Travail demandé. Rédigez la suite de l'article consacré au retour de Goldorak en bande dessinée, en reprenant après sa dernière phrase.

Goldorak, un retour tonitruant made in France !
La première page - Quarante-cinq ans après avoir conquis les ondes hertziennes du PAF, Goldorak, le robot le plus célèbre au monde, revient en BD. Sous la plume des talentueux Dorison, Bajram, Cossu, Sentenac et Guillo, le prince Actarus va devoir sauver la Terre d'un nouveau danger.
"La première page": découvrez le nouveau rendez-vous BD de L'Internaute, où des auteurs analysent la première planche de leur album.
Les cinq compagnons de la BD - Xavier Dorison au scénario, Denis Barjarm au scénario, storyboard et dessin, Brice Cossu au dessin, Alexis Sentenac au dessin et Yoann Guillo aux couleurs - auraient pu réaliser un remake de Bioman, ils étaient le bon nombre, mais leur passion commune était un robot géant roi des récréations fin 1970-début 1980, Goldorak ! Créé en 1975 par Gô Nagai, le robot piloté par le prince d'Euphor aura mis trois ans pour traverser le monde et débarquer en France en 1978 sur Récré A2.
Renommé Goldorak (en japonais il s'appelle UFO Robo Grendizer), le dessin animé pulvérise à coup de fulguropoings les records d'audimat et s'impose comme un phénomène tout d'abord générationnel - on parle de "génération Goldorak" - pour au final devenir une icône intemporelle de la pop culture. La première partie (25 épisodes) de la série animé est disponible en France sur la plateforme de streaming Anime Digital Network, l'occasion de se laisser bercer par la bande originale composée par feu Shunsuke Kikuchi.
C'est à Angoulême lors d'un repas d'affaires que le scénariste émérite Xavier Dorison exprime son amour pour la licence Goldorak à Christelle Hoolans (directrice générale des éditions Dargaud-Lombard). Conquise par la passion du conteur d'histoire, elle lui propose de monter un dossier qu'elle transmettra à Gô Nagai. C'est le début d'une aventure incroyable dont la conclusion est un album qui, au-delà de ses qualités inhérentes, est une véritable lettre d'amour au prince d'Euphor et à ses compagnons. Une BD qui va devenir sans nul doute une référence du genre à tous les niveaux : histoire, rythme narratif, personnage, couleurs, mise en scène, hommages, tout y est et tout est parfait.

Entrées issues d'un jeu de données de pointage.
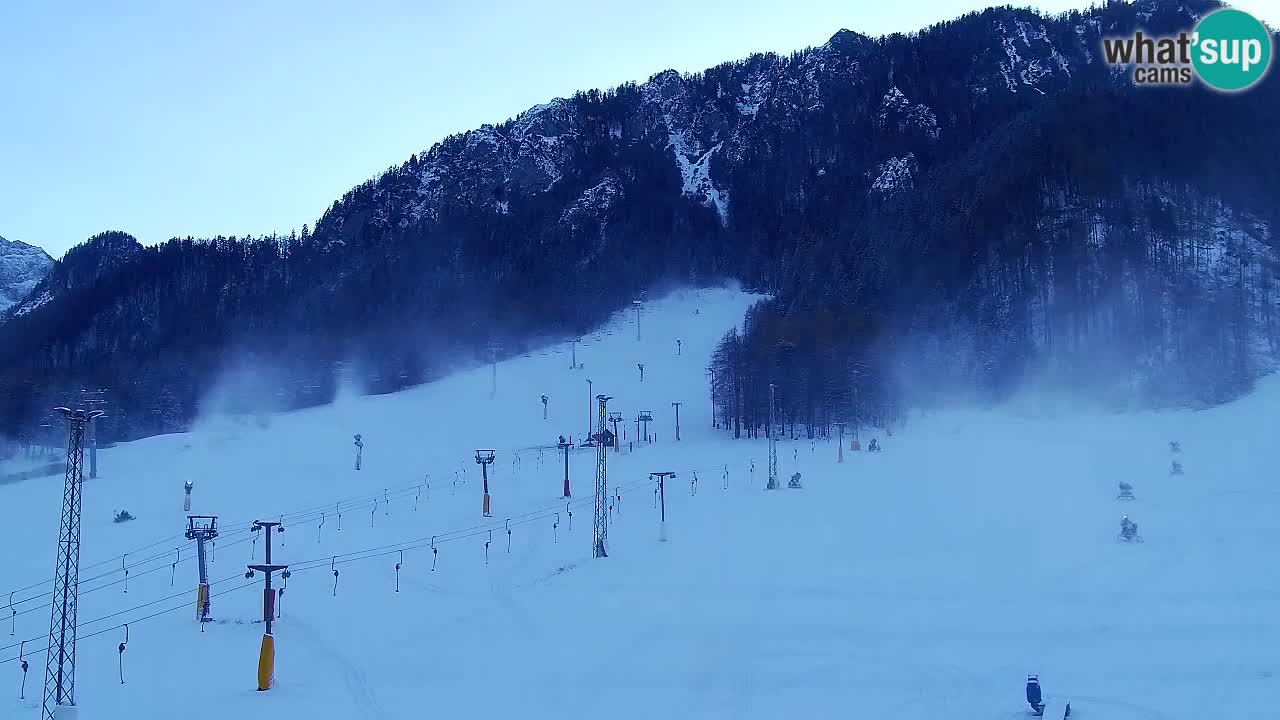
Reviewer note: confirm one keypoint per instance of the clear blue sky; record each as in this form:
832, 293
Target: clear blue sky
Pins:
243, 117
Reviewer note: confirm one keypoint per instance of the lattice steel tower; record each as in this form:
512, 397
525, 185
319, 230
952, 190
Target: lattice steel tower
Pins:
60, 660
602, 484
773, 445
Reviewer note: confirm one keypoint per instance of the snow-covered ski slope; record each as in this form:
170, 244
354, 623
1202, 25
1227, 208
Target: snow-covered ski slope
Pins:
923, 582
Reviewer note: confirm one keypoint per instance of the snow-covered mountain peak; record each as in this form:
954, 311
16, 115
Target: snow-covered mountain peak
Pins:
22, 267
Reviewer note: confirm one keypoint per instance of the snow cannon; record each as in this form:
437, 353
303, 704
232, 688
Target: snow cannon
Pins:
266, 662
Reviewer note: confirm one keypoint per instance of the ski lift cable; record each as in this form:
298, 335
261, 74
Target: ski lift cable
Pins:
184, 605
300, 516
140, 606
369, 554
120, 580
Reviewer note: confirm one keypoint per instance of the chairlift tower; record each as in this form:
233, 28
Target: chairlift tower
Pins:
202, 528
645, 417
92, 399
773, 445
60, 661
484, 458
616, 418
493, 361
266, 655
565, 447
599, 547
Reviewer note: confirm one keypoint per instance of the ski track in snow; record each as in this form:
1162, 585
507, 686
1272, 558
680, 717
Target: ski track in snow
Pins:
922, 582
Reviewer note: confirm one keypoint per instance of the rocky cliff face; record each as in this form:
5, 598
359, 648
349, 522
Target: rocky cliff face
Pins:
22, 267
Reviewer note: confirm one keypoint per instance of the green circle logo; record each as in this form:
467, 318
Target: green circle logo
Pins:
1233, 50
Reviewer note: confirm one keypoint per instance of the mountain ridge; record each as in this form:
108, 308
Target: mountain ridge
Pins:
822, 178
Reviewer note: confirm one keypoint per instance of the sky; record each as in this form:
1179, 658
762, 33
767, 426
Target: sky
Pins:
241, 117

Corrigé de l'exercice.
Un travail de titans et d'équipe
"Vingt fois sur le métier remettez votre ouvrage." La citation du poète classique Nicolas Boileau aurait pu être l'adage du quintet d'auteurs tant ils n'ont eu de cesse de peaufiner et revoir leur album tout au long de ces cinq dernières années. Au lancement du projet, les trois dessinateurs se répartissaient les assignations en fonction de leurs principales qualités, mais au fil du temps ils ont chacun travaillé sur tout. "On avait tous envie de toucher à ces personnages iconiques, de jouer un peu avec les robots et engins futuristes. Plutôt que de se cloisonner, on a préféré la liberté absolue. Ce qui donne non pas un gloubi-boulga mais au contraire une véritable harmonie à trois encres. C'est d'ailleurs ce partage qui fait que, pour une fois, j'aime regarder des pages de l'album terminé. Habituellement, j'ai soit le syndrome de l'artiste maudit jamais satisfait, soit peur de l'auto-satisfaction non justifiée. Travailler ensemble donne un véritable recul qui permet de juger notre travail sans idées préconçues, explique Alexis Sentenac.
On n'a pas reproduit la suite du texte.